- [YOUR OBJECTIVE] Copy out every line of the material below word for word, leaving out the pictures.

- [RECORDS SHOWN]
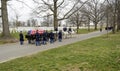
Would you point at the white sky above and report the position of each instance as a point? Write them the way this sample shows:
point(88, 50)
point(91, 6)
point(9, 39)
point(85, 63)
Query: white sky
point(20, 9)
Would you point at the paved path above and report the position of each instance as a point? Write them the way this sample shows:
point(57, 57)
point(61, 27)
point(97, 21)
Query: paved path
point(14, 50)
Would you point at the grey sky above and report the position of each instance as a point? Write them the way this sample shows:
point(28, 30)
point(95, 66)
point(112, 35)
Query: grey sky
point(20, 9)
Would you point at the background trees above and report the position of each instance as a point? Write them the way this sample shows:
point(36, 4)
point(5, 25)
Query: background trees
point(6, 32)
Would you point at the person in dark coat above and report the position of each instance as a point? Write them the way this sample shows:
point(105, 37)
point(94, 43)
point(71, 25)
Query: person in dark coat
point(28, 36)
point(21, 38)
point(60, 36)
point(44, 38)
point(37, 38)
point(51, 34)
point(65, 29)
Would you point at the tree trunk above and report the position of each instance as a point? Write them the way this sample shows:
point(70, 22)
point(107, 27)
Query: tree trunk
point(95, 25)
point(6, 32)
point(118, 16)
point(55, 15)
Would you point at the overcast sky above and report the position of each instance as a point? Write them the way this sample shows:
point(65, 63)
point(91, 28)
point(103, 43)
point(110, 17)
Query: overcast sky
point(20, 9)
point(17, 8)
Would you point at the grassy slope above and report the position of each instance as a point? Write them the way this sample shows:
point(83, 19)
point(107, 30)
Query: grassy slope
point(15, 35)
point(96, 54)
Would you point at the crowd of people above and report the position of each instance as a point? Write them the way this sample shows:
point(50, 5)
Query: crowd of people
point(44, 38)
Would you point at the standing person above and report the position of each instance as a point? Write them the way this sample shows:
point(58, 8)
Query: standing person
point(21, 38)
point(65, 32)
point(37, 38)
point(100, 29)
point(28, 36)
point(60, 36)
point(70, 31)
point(44, 38)
point(51, 37)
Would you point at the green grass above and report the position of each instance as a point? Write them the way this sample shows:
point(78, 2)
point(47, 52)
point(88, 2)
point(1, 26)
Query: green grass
point(14, 35)
point(84, 31)
point(96, 54)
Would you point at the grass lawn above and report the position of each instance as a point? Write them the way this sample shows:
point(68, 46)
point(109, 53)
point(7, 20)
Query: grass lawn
point(14, 35)
point(96, 54)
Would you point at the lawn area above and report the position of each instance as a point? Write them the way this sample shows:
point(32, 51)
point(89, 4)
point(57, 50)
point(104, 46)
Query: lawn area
point(14, 35)
point(84, 31)
point(96, 54)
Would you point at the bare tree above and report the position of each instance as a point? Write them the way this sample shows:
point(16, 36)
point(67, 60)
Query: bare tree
point(6, 32)
point(94, 10)
point(77, 19)
point(57, 8)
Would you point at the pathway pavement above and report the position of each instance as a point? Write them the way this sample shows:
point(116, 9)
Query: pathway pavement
point(15, 50)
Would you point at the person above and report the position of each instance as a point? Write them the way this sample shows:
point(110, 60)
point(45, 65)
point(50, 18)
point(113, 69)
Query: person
point(28, 36)
point(100, 29)
point(65, 29)
point(70, 31)
point(44, 37)
point(37, 38)
point(51, 35)
point(21, 38)
point(60, 36)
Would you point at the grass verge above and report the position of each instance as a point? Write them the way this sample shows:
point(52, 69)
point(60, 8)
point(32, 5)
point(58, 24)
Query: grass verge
point(96, 54)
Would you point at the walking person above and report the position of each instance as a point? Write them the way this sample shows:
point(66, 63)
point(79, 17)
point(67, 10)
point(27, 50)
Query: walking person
point(21, 38)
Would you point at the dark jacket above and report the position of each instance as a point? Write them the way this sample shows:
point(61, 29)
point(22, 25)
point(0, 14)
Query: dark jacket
point(37, 37)
point(51, 35)
point(60, 35)
point(21, 37)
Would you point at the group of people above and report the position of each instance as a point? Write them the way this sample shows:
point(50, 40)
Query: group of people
point(44, 37)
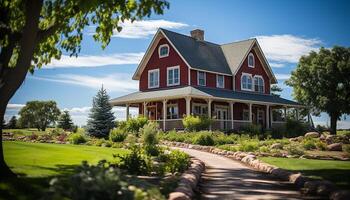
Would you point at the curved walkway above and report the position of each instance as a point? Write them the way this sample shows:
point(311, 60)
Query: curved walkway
point(225, 178)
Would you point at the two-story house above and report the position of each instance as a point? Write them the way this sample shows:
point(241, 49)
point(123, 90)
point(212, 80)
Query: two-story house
point(181, 75)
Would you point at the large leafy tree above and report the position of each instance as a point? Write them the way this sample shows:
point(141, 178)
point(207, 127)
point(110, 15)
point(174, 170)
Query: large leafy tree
point(39, 114)
point(35, 31)
point(101, 118)
point(321, 81)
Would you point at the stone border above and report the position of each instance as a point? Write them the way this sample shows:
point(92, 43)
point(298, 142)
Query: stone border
point(188, 181)
point(306, 185)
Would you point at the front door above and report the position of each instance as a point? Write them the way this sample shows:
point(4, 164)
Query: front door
point(221, 115)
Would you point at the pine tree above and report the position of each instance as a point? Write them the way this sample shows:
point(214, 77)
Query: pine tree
point(101, 118)
point(65, 121)
point(12, 123)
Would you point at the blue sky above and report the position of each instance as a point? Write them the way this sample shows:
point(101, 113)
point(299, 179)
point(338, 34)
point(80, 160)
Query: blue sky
point(285, 30)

- [OUTPUT]
Would you point at the white sky above and report the position of each instance as a point? Write them the way this sample shows:
point(88, 50)
point(91, 6)
point(9, 39)
point(85, 63)
Query: white sky
point(20, 9)
Would you point at the paved path above and report the position of each instance as a point? Write them the way this sample shows:
point(57, 57)
point(61, 27)
point(97, 21)
Query: paved path
point(14, 50)
Would you point at the grey sky above and report the position of each instance as a point? Write them the way this sample shows:
point(28, 30)
point(95, 66)
point(112, 35)
Query: grey sky
point(20, 9)
Would you point at the background trees above and report the position of each instance as a point? Write them the way this sample shows:
point(36, 4)
point(5, 25)
Query: background trees
point(6, 32)
Would you point at the person in dark coat above and report the position of each instance as a point? Write them the way this sample shows:
point(105, 37)
point(94, 43)
point(71, 25)
Query: person in dark coat
point(28, 36)
point(21, 38)
point(60, 36)
point(44, 38)
point(37, 38)
point(51, 34)
point(65, 29)
Would you point at the tree trunk above and report the position of each instance as a point? Write them the way this sample shows:
point(70, 22)
point(107, 27)
Query: tree trunk
point(95, 25)
point(6, 32)
point(118, 16)
point(55, 15)
Would you point at the overcast sky above and report the position of each instance as a point? Write them the way this sample shows:
point(65, 63)
point(91, 28)
point(103, 43)
point(110, 17)
Query: overcast sky
point(20, 9)
point(17, 8)
Would you point at the grassy slope above and report the position of each instance as a point? Write them the way this sample shows:
point(83, 19)
point(107, 30)
Query: grassy slope
point(15, 35)
point(96, 54)
Would you point at the crowd of people above and report the position of each instance as a point? Write them the way this sample shows:
point(50, 5)
Query: crowd of people
point(44, 38)
Would you point at the standing person above and report the position of each instance as a point? Write them the way this sample shows:
point(58, 8)
Query: standing person
point(21, 38)
point(65, 32)
point(37, 38)
point(100, 29)
point(28, 36)
point(60, 36)
point(70, 31)
point(44, 38)
point(51, 37)
Would you point at the green grass above and report the position of each instance as a point? Write them the way this sample shows:
point(78, 2)
point(47, 52)
point(88, 2)
point(1, 26)
Query: green grass
point(14, 35)
point(84, 31)
point(96, 54)
Would you point at the grass lawn above and report the position of each instance as a point? Write them the way this sample shows:
point(68, 46)
point(109, 53)
point(7, 20)
Query: grass lawn
point(14, 35)
point(96, 54)
Would you point at the lawn area above and report the position of each instance as a point? Write them the way this sample shows:
point(32, 51)
point(89, 4)
point(57, 50)
point(104, 46)
Query: lawn area
point(14, 35)
point(84, 31)
point(96, 54)
Would you point at the bare tree above and report the position of each instance as a point? Write them the way this sample shows:
point(16, 36)
point(67, 60)
Query: bare tree
point(6, 32)
point(94, 10)
point(77, 19)
point(57, 8)
Would you point at the pathway pavement above and report the position of each instance as a point? Write them the way this sample shows:
point(116, 9)
Query: pathway pavement
point(15, 50)
Would you point at the person above and report the position of each instance as a point? Write them the way this sample shows:
point(110, 60)
point(45, 65)
point(50, 18)
point(113, 69)
Query: person
point(28, 36)
point(100, 29)
point(65, 29)
point(70, 31)
point(44, 37)
point(37, 38)
point(51, 35)
point(21, 38)
point(60, 36)
Would you point at the grass verge above and report the position of each instance as a point? Write them the way this sample shows:
point(52, 69)
point(60, 8)
point(32, 5)
point(58, 24)
Query: grass verge
point(96, 54)
Would you point at the walking person above and report the position of each instance as a point? Write them the way this sample shows:
point(66, 63)
point(79, 17)
point(67, 10)
point(27, 50)
Query: walking person
point(21, 38)
Would you point at the dark jacket above and report the position of each instance as a point? Write them the way this sample shows:
point(61, 29)
point(22, 25)
point(0, 14)
Query: dark jacket
point(37, 37)
point(51, 35)
point(60, 35)
point(21, 37)
Would you point at the group of people above and report the position of each instance as a point? Write them the way this sample shows:
point(50, 40)
Query: group of people
point(44, 37)
Would you point at the curved walkway above and report the position of each instance as a point? Write them the way this sample shows:
point(311, 60)
Query: curved walkway
point(225, 178)
Would you point at the two-story house above and report the position of each instance as a point? Write them the way this sample shows:
point(241, 49)
point(123, 90)
point(212, 80)
Query: two-story house
point(181, 75)
Would you point at the large leafy tree above and report the position of each instance as a point? Write them the way this sample shows:
point(141, 178)
point(207, 127)
point(110, 15)
point(174, 170)
Query: large leafy tree
point(39, 114)
point(35, 31)
point(101, 118)
point(321, 81)
Would you point at the stone border above and report the position of each instance as a point? Write them the way this sample shows:
point(92, 43)
point(298, 142)
Query: stone border
point(188, 181)
point(306, 185)
Would you point at the front door above and report the position of each instance as a point? Write them the way this sample shows:
point(4, 164)
Query: front door
point(221, 115)
Would you point at the pine tree above and report the position of each instance as a point? Write them the way this sample shows:
point(214, 77)
Query: pine tree
point(101, 118)
point(65, 121)
point(12, 123)
Would you point at the blue sky above and report the position of each instance as a point? Write them the way this sample shows:
point(101, 113)
point(299, 179)
point(338, 34)
point(80, 160)
Query: blue sky
point(285, 30)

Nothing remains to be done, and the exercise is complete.